WHAT THE TASK ASKS: In the text below about questions for an organization, list the five questions the speaker poses in order, from the first through the final one.

TEXT FOR ANALYSIS:
★ ★ ★ ★ ★

What is your mission? What do you exist for? What’s the purpose of your organization? Why was it created? What are you really trying to accomplish? Second, who’s your customer? Who is it that has this need for what it is that you do? Product, service, combination of the two. The third piece, I think is one of the critical pieces, what do they value? The way that you present and you think about your product or service may not be the same way that they value that. It’s the dialogue and that deep level of understanding about who your clients are, how they think, how they behave, what their habits are, what the challenge is, how they’d recognize whether or not they have this potential problem that you think that they might have. Then what’s the process that you use collaboratively with them to really validate, test, and confirm for you and for them they have it, it’s a big problem, and they’re ready, willing, and able to solve it.

That really is the empathy we were talking about earlier and that’s the sweet spot that you’re solving. If that isn’t done, then everything doesn’t work.

It becomes a challenge. The fourth question is, what are your results? What have you been able to accomplish to date? Number of customers, number of products, whatever the series of metrics that exist are. Now that you have those four answered, the final question is, “Now, what’s your plan?” Given everything that you now know, what are you going to do?”

That’s everything because if you don’t have a plan to fix the problem or hit certain milestones, investors get really nervous. Let’s just take, “The leads aren’t converting.” We’re running ads on Facebook or whatever it is. We have a sales force that’s going out and trying to get new clients. There’s such a long lead time or they’re just thinking about it, they don’t want to make a change. The reasons are varied, I’m sure. Is it, A) the sales force isn’t good, or B) the price is too high, or C) the competition is beating them?

TSP 136 | Sales Growth

Sales Growth: Do you have competitors? Who are those competitors?

★ ★ ★ ★ ★

INFORMATION GIVEN:
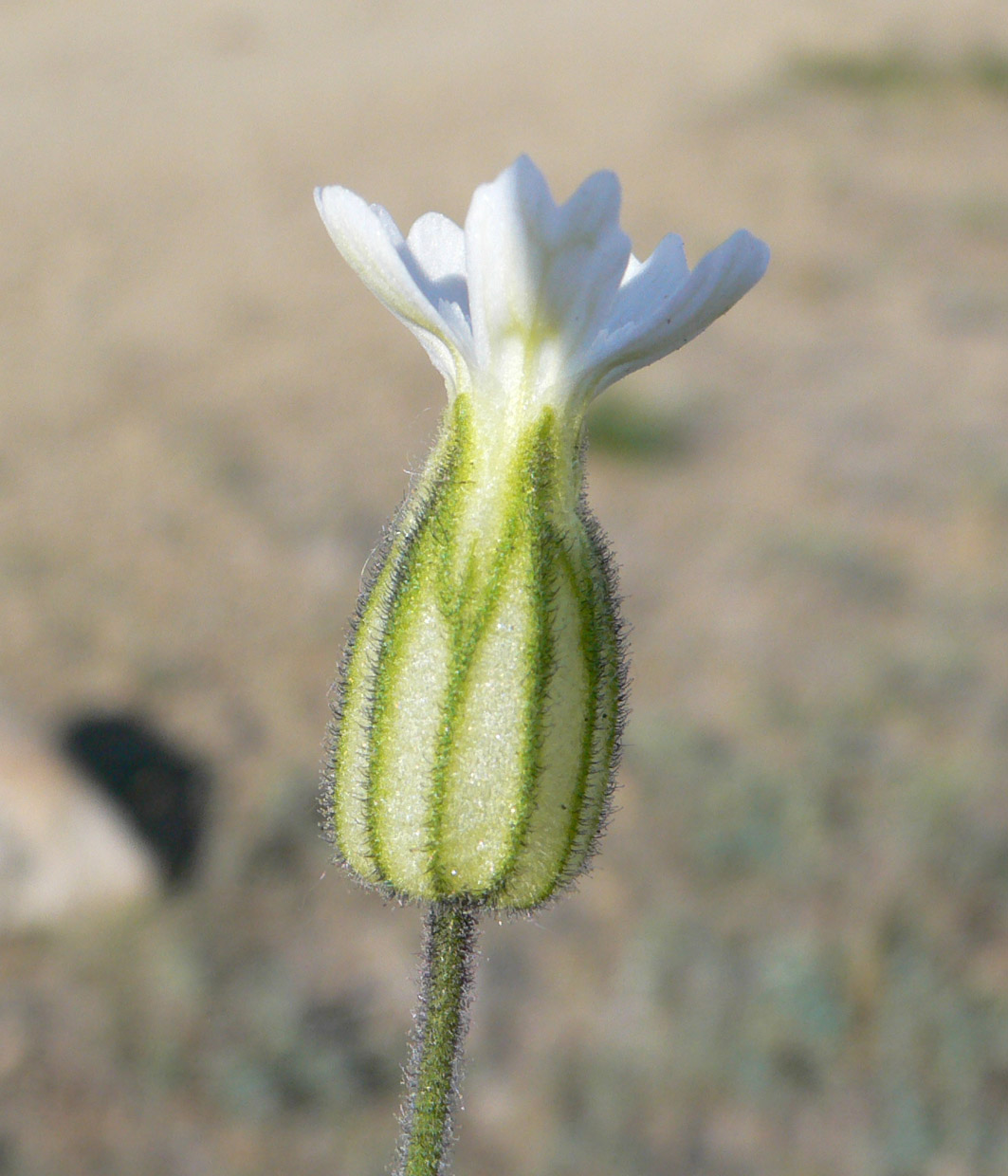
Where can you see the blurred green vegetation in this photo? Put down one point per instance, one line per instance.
(902, 68)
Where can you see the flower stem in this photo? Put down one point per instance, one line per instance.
(433, 1074)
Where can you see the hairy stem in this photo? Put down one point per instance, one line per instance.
(433, 1075)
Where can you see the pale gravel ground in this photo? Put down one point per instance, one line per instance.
(205, 419)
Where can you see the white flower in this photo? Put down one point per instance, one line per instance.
(533, 300)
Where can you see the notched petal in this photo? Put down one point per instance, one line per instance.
(375, 248)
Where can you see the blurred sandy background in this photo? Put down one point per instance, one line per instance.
(793, 955)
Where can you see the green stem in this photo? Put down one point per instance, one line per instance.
(433, 1075)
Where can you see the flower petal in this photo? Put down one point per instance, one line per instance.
(541, 278)
(372, 245)
(661, 304)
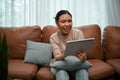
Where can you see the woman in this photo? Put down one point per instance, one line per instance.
(58, 41)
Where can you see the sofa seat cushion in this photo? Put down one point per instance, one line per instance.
(115, 63)
(99, 69)
(20, 70)
(44, 73)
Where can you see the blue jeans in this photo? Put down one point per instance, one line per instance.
(81, 74)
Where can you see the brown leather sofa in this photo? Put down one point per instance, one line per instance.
(111, 46)
(17, 37)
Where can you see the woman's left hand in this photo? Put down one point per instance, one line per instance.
(81, 55)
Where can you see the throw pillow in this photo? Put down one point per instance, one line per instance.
(38, 53)
(74, 65)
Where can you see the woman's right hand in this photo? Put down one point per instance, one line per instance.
(60, 57)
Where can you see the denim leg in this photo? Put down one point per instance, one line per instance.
(62, 75)
(81, 74)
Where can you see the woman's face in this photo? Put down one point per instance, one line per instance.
(64, 23)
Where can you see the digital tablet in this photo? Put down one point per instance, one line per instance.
(75, 45)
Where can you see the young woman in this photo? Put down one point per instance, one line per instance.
(58, 41)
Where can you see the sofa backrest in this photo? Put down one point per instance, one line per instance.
(111, 42)
(93, 31)
(88, 30)
(17, 36)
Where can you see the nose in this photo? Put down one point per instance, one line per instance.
(67, 23)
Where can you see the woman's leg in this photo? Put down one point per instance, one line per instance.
(62, 75)
(81, 74)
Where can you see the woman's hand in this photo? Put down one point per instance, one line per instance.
(60, 57)
(81, 55)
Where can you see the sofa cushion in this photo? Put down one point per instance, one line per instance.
(38, 53)
(19, 70)
(99, 70)
(111, 42)
(71, 63)
(44, 73)
(17, 37)
(115, 63)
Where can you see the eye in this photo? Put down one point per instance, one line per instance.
(63, 21)
(70, 21)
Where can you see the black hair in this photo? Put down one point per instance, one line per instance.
(60, 13)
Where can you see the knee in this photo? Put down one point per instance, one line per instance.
(82, 71)
(62, 75)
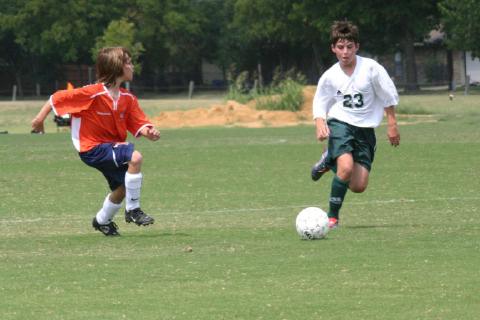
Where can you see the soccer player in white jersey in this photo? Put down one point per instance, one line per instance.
(351, 99)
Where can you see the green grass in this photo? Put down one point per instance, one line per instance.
(408, 248)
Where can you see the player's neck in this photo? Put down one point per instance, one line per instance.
(349, 68)
(114, 90)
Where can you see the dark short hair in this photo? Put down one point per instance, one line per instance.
(343, 30)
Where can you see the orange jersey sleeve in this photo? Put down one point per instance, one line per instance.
(136, 118)
(76, 100)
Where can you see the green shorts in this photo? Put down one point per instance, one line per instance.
(346, 138)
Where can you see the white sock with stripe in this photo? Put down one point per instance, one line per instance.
(108, 211)
(133, 184)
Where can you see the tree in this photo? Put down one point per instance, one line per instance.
(460, 19)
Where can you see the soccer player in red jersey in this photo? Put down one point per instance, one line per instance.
(101, 114)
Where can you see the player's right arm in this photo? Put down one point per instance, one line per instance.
(322, 101)
(322, 129)
(37, 122)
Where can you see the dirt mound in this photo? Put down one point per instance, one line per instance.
(233, 113)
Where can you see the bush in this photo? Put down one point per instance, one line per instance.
(284, 93)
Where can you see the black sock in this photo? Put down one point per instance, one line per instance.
(337, 194)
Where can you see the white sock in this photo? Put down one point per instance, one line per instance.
(108, 211)
(133, 184)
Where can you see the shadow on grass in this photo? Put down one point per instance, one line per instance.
(154, 235)
(382, 226)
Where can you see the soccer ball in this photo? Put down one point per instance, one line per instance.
(312, 223)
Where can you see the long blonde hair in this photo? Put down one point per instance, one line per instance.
(110, 62)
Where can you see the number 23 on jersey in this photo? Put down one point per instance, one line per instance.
(353, 101)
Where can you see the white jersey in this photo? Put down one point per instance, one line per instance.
(358, 99)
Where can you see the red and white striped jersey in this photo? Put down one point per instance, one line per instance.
(96, 117)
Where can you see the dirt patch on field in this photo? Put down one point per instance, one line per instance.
(233, 113)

★ ★ ★ ★ ★

SOLUTION BELOW:
1. What is your mission?
2. Who's your customer?
3. What do they value?
4. What are your results?
5. Now, what's your plan?